* **EXERCISE**: Could you repeat, word for word, every line from the one containing "For the evaluation set, indicate each instance of the sunlit" through the final line of the records below, and nothing else?

* **STORED DATA**:
┏━━

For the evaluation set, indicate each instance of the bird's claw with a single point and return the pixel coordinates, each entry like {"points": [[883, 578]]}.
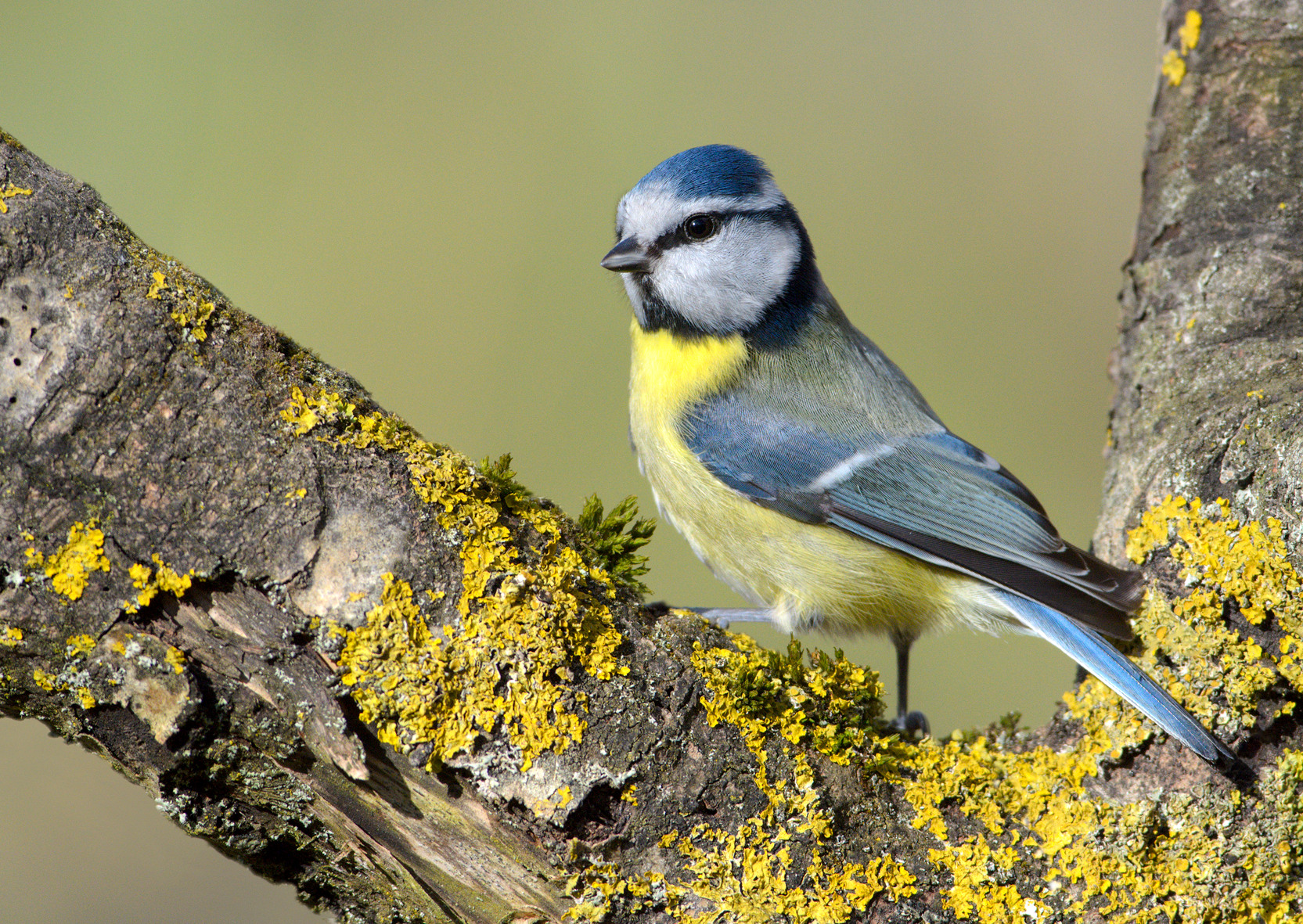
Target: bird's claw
{"points": [[910, 724]]}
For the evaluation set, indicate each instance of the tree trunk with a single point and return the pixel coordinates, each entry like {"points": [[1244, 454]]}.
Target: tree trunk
{"points": [[355, 661]]}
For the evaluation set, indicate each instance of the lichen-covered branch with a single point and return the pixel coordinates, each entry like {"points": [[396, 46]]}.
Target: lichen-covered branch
{"points": [[358, 663]]}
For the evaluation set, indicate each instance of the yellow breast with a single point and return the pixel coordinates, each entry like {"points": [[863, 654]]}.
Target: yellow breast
{"points": [[805, 573]]}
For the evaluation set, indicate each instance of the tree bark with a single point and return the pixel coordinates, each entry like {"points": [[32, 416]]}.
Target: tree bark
{"points": [[358, 663]]}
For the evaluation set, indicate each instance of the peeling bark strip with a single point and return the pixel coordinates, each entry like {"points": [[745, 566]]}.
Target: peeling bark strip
{"points": [[356, 663]]}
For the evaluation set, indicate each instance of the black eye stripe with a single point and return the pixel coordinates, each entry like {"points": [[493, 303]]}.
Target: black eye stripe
{"points": [[675, 237]]}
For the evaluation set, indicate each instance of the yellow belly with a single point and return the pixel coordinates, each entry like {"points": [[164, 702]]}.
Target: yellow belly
{"points": [[805, 573]]}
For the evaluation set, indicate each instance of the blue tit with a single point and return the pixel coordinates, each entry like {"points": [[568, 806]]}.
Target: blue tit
{"points": [[808, 472]]}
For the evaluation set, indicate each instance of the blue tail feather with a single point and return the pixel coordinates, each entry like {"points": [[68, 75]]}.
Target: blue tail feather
{"points": [[1109, 665]]}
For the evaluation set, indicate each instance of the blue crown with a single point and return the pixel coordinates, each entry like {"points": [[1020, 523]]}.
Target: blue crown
{"points": [[711, 170]]}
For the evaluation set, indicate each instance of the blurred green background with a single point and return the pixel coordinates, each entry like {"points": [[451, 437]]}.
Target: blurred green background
{"points": [[421, 193]]}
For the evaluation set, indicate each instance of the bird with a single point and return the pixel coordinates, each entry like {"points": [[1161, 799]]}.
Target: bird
{"points": [[807, 471]]}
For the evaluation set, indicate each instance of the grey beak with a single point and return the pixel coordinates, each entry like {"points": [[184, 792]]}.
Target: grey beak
{"points": [[628, 256]]}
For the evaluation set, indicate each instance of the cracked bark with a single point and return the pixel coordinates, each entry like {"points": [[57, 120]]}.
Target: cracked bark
{"points": [[113, 412]]}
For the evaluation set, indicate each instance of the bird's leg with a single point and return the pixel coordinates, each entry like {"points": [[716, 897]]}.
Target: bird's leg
{"points": [[906, 721]]}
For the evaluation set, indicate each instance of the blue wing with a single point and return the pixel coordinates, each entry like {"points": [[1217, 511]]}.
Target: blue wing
{"points": [[927, 494], [944, 501]]}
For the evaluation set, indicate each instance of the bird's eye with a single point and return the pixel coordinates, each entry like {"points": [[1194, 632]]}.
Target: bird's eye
{"points": [[699, 227]]}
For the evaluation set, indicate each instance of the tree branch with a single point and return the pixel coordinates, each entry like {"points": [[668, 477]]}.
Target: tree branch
{"points": [[358, 663]]}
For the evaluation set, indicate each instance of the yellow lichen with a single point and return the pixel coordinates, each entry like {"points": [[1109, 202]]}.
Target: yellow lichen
{"points": [[149, 581], [501, 665], [1189, 33], [78, 645], [1142, 861], [1173, 67], [744, 875], [176, 659], [1174, 62], [8, 192], [189, 309], [70, 566]]}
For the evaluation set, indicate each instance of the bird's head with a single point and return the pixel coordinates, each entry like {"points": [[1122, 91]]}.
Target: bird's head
{"points": [[709, 245]]}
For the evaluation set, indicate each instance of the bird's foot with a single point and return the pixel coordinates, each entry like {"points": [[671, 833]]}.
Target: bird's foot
{"points": [[909, 724]]}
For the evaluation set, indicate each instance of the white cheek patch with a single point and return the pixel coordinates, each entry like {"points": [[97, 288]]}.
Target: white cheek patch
{"points": [[727, 282]]}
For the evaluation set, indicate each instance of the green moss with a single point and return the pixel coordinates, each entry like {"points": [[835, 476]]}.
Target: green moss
{"points": [[615, 538]]}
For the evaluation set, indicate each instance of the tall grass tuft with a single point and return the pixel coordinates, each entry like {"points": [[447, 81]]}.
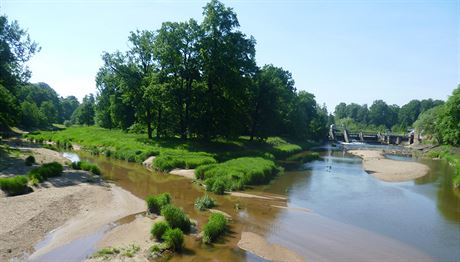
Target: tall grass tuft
{"points": [[156, 203], [14, 186], [215, 227], [176, 218]]}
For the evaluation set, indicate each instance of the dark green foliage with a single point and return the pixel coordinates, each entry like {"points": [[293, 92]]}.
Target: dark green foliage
{"points": [[14, 185], [176, 218], [215, 227], [158, 229], [235, 173], [87, 166], [45, 171], [156, 203], [30, 160], [174, 238], [204, 202]]}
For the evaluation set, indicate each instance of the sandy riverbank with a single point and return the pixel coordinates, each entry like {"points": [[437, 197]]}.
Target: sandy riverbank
{"points": [[259, 246], [69, 205], [375, 163]]}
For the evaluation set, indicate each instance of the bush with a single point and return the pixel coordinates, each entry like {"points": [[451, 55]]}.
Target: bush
{"points": [[14, 185], [171, 159], [30, 160], [45, 171], [215, 227], [176, 218], [158, 229], [174, 238], [156, 203], [205, 202], [87, 166]]}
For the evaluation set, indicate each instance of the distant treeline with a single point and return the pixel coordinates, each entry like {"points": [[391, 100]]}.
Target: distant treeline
{"points": [[437, 121], [201, 80], [381, 116]]}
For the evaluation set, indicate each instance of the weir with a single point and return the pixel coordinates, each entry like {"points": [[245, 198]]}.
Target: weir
{"points": [[344, 135]]}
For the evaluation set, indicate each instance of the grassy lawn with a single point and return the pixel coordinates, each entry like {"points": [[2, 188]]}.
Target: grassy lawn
{"points": [[234, 163]]}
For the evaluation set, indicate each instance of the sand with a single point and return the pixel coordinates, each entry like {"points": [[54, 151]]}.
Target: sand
{"points": [[67, 204], [375, 163], [259, 246]]}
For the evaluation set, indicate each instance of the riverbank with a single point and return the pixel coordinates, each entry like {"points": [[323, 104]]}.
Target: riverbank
{"points": [[375, 164]]}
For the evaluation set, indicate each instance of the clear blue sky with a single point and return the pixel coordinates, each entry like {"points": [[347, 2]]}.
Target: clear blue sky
{"points": [[351, 51]]}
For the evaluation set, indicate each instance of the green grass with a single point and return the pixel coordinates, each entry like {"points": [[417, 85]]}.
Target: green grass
{"points": [[174, 238], [215, 227], [158, 229], [176, 218], [156, 203], [14, 185], [106, 252], [171, 159], [236, 173], [45, 171], [170, 153], [30, 160], [87, 166], [204, 202]]}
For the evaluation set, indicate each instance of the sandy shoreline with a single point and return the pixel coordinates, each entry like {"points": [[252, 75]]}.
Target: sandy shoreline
{"points": [[67, 205], [259, 246], [375, 163]]}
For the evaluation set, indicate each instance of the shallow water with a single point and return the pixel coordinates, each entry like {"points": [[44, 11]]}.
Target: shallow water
{"points": [[353, 216]]}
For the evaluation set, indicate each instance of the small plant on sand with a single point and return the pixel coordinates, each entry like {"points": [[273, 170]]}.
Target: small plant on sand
{"points": [[158, 229], [174, 238], [30, 160], [14, 185], [204, 202], [215, 227], [156, 203], [130, 250], [176, 218], [106, 252], [87, 166]]}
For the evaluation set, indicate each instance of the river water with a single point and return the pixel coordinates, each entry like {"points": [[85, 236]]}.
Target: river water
{"points": [[335, 211]]}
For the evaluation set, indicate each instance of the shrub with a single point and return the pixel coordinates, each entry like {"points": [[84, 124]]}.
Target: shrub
{"points": [[45, 171], [215, 227], [176, 218], [205, 202], [159, 228], [456, 181], [156, 203], [14, 185], [30, 160], [174, 238], [171, 159], [87, 166]]}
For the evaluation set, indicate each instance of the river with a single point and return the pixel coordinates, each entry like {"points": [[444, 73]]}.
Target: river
{"points": [[336, 211]]}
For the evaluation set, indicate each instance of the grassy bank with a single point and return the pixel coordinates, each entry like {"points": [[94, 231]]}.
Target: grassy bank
{"points": [[170, 153]]}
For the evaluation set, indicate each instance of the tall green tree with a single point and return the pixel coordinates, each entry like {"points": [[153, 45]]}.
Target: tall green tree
{"points": [[16, 48]]}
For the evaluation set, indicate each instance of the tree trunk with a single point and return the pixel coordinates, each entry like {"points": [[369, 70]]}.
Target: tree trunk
{"points": [[159, 122], [149, 123]]}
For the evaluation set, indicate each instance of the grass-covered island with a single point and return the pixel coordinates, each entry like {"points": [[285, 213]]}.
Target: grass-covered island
{"points": [[222, 164]]}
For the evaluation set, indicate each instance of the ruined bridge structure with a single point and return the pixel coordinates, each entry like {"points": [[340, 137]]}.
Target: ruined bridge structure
{"points": [[344, 135]]}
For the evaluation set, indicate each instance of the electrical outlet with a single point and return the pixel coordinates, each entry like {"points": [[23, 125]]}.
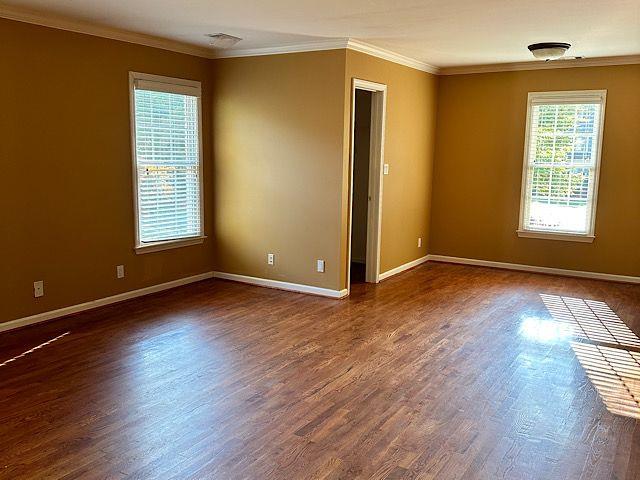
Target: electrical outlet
{"points": [[38, 288]]}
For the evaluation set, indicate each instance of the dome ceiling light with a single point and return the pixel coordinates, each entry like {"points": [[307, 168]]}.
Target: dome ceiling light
{"points": [[549, 50]]}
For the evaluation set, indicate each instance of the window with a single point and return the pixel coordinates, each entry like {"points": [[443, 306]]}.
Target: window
{"points": [[167, 161], [561, 165]]}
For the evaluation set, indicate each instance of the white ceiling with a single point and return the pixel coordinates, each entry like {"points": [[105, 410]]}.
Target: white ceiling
{"points": [[439, 32]]}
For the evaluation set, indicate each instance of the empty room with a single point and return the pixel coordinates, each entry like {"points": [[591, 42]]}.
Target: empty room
{"points": [[320, 240]]}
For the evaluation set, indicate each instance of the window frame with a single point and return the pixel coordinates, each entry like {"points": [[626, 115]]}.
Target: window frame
{"points": [[556, 97], [169, 85]]}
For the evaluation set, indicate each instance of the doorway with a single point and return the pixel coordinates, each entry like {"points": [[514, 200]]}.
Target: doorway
{"points": [[368, 110]]}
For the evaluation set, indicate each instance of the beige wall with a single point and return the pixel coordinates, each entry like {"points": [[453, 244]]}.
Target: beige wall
{"points": [[476, 196], [278, 133], [66, 196], [409, 151]]}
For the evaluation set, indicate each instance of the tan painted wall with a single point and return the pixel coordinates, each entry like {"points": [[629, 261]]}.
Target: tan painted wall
{"points": [[409, 150], [278, 136], [480, 142], [66, 196]]}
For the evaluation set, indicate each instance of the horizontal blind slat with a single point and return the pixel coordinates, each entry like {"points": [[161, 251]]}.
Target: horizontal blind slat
{"points": [[167, 164]]}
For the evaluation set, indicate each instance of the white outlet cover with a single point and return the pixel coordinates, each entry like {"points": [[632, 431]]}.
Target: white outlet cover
{"points": [[38, 288]]}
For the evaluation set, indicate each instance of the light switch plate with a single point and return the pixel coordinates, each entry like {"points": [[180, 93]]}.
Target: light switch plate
{"points": [[38, 288]]}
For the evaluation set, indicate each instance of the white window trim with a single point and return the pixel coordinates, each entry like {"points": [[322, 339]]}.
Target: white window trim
{"points": [[171, 85], [562, 97]]}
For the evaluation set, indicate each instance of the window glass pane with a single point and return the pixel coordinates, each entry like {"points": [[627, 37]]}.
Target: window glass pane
{"points": [[168, 165], [561, 165]]}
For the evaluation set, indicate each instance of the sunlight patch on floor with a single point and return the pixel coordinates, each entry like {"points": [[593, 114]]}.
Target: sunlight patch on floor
{"points": [[606, 349], [590, 320], [616, 375], [31, 350]]}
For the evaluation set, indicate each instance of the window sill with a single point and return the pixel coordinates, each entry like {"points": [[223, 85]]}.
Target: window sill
{"points": [[168, 245], [566, 237]]}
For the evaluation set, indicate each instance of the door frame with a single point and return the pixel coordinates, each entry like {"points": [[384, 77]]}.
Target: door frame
{"points": [[376, 162]]}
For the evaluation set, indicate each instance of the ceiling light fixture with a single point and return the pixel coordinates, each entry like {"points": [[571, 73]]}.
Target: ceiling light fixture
{"points": [[549, 50], [222, 40]]}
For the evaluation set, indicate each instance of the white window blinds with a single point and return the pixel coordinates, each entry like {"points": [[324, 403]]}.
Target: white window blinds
{"points": [[167, 158], [562, 157]]}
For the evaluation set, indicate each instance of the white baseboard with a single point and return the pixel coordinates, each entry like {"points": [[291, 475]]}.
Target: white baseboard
{"points": [[532, 268], [402, 268], [293, 287], [81, 307]]}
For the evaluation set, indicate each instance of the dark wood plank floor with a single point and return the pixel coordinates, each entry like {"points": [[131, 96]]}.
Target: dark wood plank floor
{"points": [[442, 372]]}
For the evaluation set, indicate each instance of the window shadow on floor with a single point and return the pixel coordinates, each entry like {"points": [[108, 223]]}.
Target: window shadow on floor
{"points": [[606, 348]]}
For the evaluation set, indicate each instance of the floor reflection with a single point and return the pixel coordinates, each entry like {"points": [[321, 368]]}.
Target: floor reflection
{"points": [[31, 350], [606, 347]]}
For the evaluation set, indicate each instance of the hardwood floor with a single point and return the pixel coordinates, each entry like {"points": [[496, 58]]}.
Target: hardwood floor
{"points": [[444, 372]]}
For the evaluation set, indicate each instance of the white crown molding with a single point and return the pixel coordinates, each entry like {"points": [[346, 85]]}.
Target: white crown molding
{"points": [[332, 44], [320, 45], [539, 65], [390, 56], [88, 28]]}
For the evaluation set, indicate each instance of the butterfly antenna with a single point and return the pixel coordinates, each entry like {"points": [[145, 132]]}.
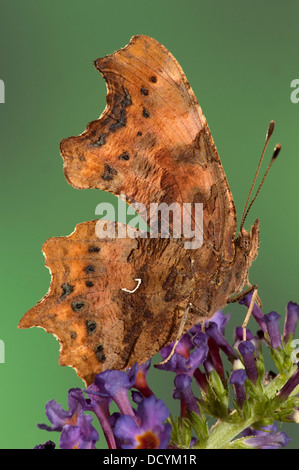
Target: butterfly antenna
{"points": [[268, 136], [274, 156]]}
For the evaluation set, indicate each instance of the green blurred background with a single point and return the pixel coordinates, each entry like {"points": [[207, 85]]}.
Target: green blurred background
{"points": [[240, 58]]}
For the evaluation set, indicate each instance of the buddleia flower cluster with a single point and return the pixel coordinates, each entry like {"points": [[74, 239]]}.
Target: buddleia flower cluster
{"points": [[231, 407]]}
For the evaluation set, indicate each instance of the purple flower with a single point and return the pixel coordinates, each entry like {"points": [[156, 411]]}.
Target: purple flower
{"points": [[115, 384], [184, 392], [81, 436], [239, 334], [60, 417], [237, 379], [150, 431], [246, 349], [48, 445], [290, 321], [290, 386], [272, 322], [111, 385]]}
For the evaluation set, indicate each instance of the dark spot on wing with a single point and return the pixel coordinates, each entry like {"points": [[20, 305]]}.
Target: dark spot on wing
{"points": [[109, 173]]}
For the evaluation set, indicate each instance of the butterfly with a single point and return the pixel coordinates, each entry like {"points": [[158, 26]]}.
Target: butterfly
{"points": [[115, 301]]}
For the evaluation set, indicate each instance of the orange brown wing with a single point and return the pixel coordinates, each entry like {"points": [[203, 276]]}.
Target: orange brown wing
{"points": [[152, 142], [99, 325]]}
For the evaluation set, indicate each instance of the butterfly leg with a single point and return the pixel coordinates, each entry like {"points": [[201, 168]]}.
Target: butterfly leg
{"points": [[179, 335], [242, 295]]}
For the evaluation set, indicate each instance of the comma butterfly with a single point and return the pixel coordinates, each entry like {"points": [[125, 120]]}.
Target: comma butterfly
{"points": [[152, 143]]}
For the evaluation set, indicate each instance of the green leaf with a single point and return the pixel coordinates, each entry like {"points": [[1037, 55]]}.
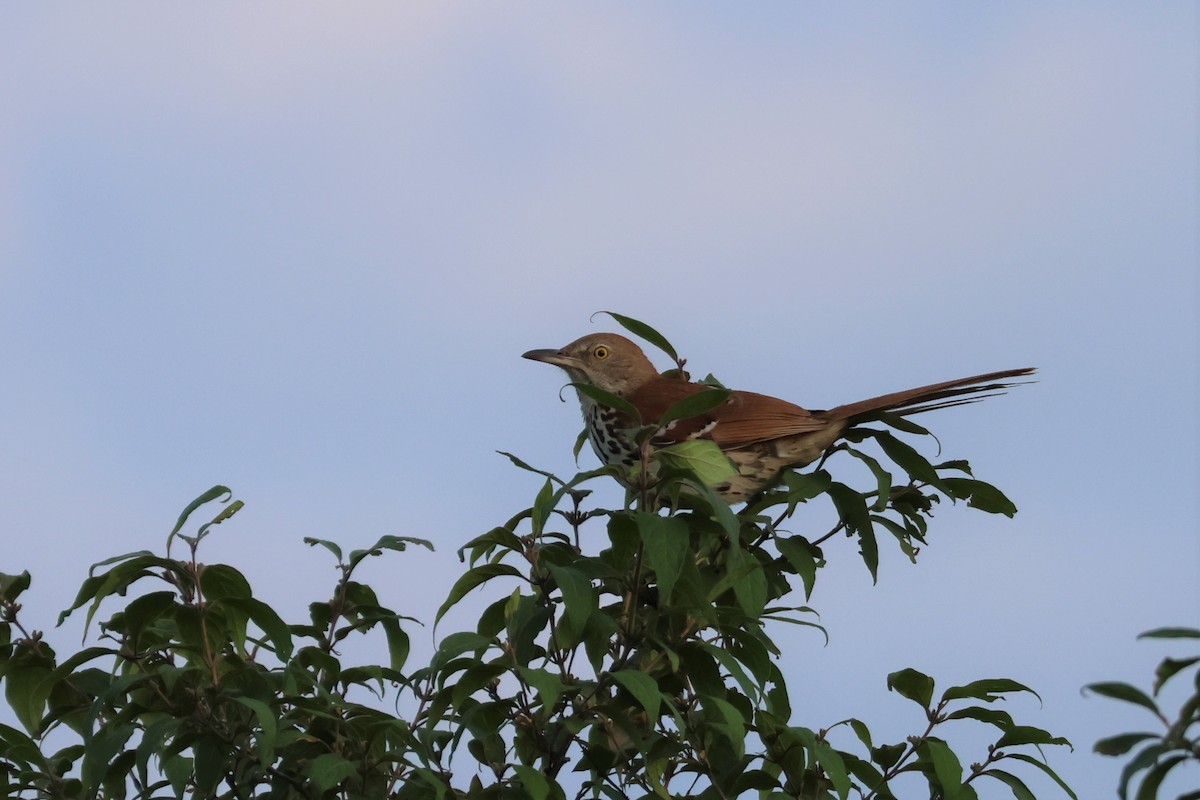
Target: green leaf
{"points": [[642, 687], [1169, 668], [988, 690], [1126, 692], [533, 781], [472, 578], [1020, 791], [328, 545], [1024, 734], [11, 585], [1153, 779], [268, 725], [643, 331], [694, 405], [1050, 773], [915, 685], [579, 596], [666, 547], [220, 581], [910, 461], [946, 767], [981, 495], [1002, 720], [724, 717], [208, 497], [532, 469], [616, 402], [541, 506], [882, 477], [701, 457], [25, 685], [328, 770], [1122, 744], [853, 512], [268, 620], [1171, 633], [802, 554]]}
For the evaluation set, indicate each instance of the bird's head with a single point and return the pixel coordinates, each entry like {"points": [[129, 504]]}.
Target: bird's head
{"points": [[606, 361]]}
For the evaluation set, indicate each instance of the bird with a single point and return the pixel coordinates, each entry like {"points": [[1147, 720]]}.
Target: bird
{"points": [[761, 435]]}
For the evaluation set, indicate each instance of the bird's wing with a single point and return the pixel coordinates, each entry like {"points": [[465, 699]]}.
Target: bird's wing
{"points": [[748, 417], [745, 417]]}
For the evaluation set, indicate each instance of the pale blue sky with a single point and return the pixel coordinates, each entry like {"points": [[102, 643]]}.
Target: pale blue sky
{"points": [[298, 250]]}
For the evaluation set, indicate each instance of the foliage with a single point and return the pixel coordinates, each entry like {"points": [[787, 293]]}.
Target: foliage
{"points": [[647, 668], [1179, 744]]}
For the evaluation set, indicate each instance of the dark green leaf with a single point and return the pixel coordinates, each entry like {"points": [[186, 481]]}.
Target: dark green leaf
{"points": [[541, 506], [607, 400], [1122, 744], [694, 405], [1044, 768], [802, 554], [1170, 667], [328, 770], [1153, 779], [946, 767], [701, 457], [220, 581], [1126, 692], [11, 585], [1002, 720], [1020, 791], [911, 461], [643, 331], [1171, 633], [268, 726], [882, 477], [988, 690], [1024, 734], [666, 547], [473, 578], [328, 545], [916, 686], [268, 620], [579, 596], [853, 512], [208, 497], [532, 469], [642, 687], [981, 495]]}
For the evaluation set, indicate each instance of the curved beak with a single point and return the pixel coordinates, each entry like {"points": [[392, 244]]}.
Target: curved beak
{"points": [[556, 358]]}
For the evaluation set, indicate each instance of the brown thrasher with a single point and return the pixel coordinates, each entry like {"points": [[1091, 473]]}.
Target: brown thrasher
{"points": [[762, 435]]}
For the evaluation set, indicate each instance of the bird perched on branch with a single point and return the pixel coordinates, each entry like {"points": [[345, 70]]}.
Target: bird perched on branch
{"points": [[761, 435]]}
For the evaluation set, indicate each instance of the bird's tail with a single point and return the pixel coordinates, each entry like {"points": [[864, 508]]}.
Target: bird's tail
{"points": [[927, 398]]}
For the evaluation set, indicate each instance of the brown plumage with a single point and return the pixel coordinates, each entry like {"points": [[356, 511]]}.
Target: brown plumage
{"points": [[762, 435]]}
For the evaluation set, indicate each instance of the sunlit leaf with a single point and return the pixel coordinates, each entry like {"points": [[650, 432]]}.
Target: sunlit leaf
{"points": [[915, 685], [643, 331]]}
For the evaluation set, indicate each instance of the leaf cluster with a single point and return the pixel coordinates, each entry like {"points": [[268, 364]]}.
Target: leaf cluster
{"points": [[1176, 745], [642, 665]]}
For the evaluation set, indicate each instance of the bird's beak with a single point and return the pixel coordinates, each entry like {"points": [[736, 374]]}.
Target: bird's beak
{"points": [[556, 358]]}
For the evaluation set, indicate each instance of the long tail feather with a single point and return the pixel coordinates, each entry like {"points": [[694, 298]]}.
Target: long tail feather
{"points": [[935, 396]]}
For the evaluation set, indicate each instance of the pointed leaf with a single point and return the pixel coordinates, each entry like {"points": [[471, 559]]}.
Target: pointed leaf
{"points": [[643, 331], [1020, 792], [694, 405], [1126, 692], [915, 685], [642, 687], [472, 578], [988, 690], [666, 547]]}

┗━━

* **THE OUTPUT**:
For the evaluation set, indicate each instance of the sunlit leaf with a single point and return the pixel coordinates, each entry like {"points": [[650, 432]]}.
Target: sunlit leaf
{"points": [[915, 685], [643, 331]]}
For the evaluation set, indicate each instance of the leaf cluster with a single point and return the pixel coordinates, each entry like {"points": [[268, 364]]}.
Target: leaf cluster
{"points": [[1176, 745], [642, 665]]}
For the evaluation set, indicate each instance of the bird's beak with a single point and return the pixel coordinates, each entry like {"points": [[736, 374]]}.
Target: bird's beak
{"points": [[556, 358]]}
For the evaluation set, indicate each instance of the long tail feather with a single point and return the pixel coordinates, each entry like {"points": [[694, 298]]}.
Target: long tail feather
{"points": [[935, 396]]}
For the evaluation set, indicate each instance of the pointed leaf with a single point and return the pixel coordinates, each entry like {"points": [[471, 559]]}.
Target: pointed leaf
{"points": [[643, 331], [1020, 792], [694, 405], [1126, 692], [915, 685], [642, 687], [472, 578], [988, 690], [666, 547]]}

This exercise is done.